WHAT YOU WILL DO
Please restate every line below exactly, without any pictures.

Records from a collection
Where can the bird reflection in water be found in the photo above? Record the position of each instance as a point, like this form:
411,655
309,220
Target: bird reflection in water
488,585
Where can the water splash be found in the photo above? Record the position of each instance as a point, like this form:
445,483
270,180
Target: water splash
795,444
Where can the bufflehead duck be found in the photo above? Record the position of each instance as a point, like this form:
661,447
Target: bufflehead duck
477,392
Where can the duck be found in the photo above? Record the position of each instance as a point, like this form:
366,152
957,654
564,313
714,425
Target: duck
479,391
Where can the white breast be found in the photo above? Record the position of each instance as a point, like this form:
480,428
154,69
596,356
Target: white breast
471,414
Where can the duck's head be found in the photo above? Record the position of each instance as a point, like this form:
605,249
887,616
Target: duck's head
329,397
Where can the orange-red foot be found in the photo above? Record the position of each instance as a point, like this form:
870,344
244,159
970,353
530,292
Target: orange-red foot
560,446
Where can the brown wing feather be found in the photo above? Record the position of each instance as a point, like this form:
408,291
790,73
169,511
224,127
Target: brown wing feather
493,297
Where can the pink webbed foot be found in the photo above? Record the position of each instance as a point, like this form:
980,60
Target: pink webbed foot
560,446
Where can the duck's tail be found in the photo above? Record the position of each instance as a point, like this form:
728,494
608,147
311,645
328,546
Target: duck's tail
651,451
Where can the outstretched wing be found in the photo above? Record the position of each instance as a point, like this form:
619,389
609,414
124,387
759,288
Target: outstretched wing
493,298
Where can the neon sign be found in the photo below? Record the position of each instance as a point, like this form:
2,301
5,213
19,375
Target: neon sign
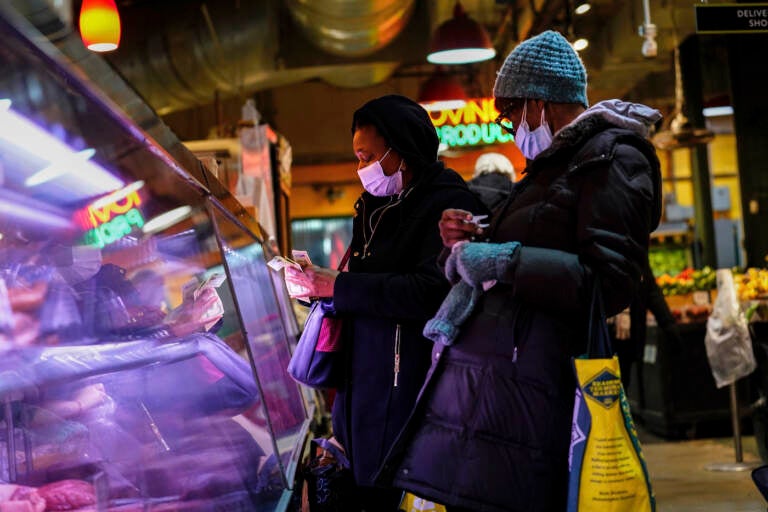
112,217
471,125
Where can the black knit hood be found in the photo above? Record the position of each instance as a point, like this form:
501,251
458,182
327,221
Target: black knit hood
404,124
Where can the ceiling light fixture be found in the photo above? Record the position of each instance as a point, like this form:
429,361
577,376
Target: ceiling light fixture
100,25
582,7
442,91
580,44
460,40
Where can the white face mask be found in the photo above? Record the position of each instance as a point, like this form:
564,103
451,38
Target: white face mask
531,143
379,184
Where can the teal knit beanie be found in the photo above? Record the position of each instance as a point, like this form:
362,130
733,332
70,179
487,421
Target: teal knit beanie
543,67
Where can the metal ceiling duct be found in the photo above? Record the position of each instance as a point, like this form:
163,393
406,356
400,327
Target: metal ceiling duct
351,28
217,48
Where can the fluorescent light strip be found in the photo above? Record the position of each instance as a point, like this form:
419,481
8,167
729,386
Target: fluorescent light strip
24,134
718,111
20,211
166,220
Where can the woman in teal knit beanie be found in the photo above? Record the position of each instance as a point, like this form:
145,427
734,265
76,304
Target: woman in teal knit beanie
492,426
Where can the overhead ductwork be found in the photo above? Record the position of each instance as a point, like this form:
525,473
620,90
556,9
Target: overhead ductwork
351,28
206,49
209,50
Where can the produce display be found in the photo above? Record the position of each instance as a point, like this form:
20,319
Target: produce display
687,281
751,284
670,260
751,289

TASK RESULT
Where can the bird reflection in water be found in the photo above? Record the position of each instance as a point, like this form:
411,655
309,220
Target: bird reflection in water
488,585
Where can the water splash be found in the photo above? Record the position of each instance as a point, like this form:
445,483
270,180
Target: water splash
795,444
Where can the bufflehead duck be found in the photo above? Record the position of each instance as a point, like this form:
661,447
Target: bufflehead duck
477,392
Where can the duck be found in the photo above? Record the position of each instance as a point, like this form:
366,152
957,654
564,313
714,425
Target: duck
479,391
Where can the white breast be found in the photo above? Record the position of each instance as a point, like this form:
480,428
154,69
596,356
Target: white breast
471,414
Where can the duck's head be found in the photo above? Record the position of each instance as a point, like this form:
605,249
887,616
Target: duck's head
329,397
Where can the orange-red foot be found in the photo above? Record the position of each instance as a point, like this form:
870,344
244,159
970,353
530,292
Target: orange-red foot
560,446
Where can the brown wing feather be found in the photo above? Record the position of each instance as a point, like this form:
408,291
790,73
169,511
224,127
Target: brown wing feather
493,297
Where can the pink webbed foot be found in the photo above? Record the position of each instance as a point, like this form:
980,60
Target: pink webbed foot
560,446
Where can the duck's tail be found in the photo above? Record the position of each instance as a point, like this form:
728,494
608,147
311,645
328,546
Target: duck's tail
651,451
Where can the outstretched wing be found in the photo above? Record the position of each instance as a point, like this form:
619,389
609,414
124,387
759,288
Target: outstretched wing
493,298
Where can the neon sign be found in the photo below? Record the position of each instance as a point, like this form:
2,301
5,213
19,375
Target: neon sign
112,217
471,125
Where can the black knit hood be found in the photo above? Record the position of each instance as a point, like this form:
501,251
458,182
327,221
Target: black knit hood
404,124
Where can the ceiling light fixture be found in the photo above? Record the position of each instance as a point, like this form:
429,361
577,376
Target: ceiling light fixture
100,25
582,7
442,91
580,44
460,40
Where can the white face mask be found in the photo above? Record the position of each instance as a point, like this form:
564,103
451,38
Target: white face mask
531,143
379,184
Where can the teal knit beanie be found in the photo above? Record the position of each instance as a point, like this form:
362,130
733,332
70,179
487,421
Target: teal knit beanie
543,67
Where can the metal ceiling duct be found in the photo above? Record the position of each instance as a point, like this form:
163,393
406,356
400,327
Target: metal ceiling duct
351,28
217,48
Where can the fluorescent light strip be found in the photo above? Record the position of each instance as a point, like this form:
419,481
8,167
729,386
Target: fluorescent light strip
24,134
718,111
20,211
166,220
Where can the woman in teal knit beanie be found in the photo above? Record the position of each instance as a point, like this form:
145,427
734,265
76,304
Target: woman in teal knit beanie
492,426
Where can the overhead ductwork be found in the photo above? Record the position of each instance as a point, like this form:
525,473
620,90
556,9
Target: overhead ductwork
351,28
206,49
209,50
Where can the produce display be found in the photo above? Record the position of each instance as a point, like this form:
20,319
Target: produce display
687,281
751,284
670,260
751,289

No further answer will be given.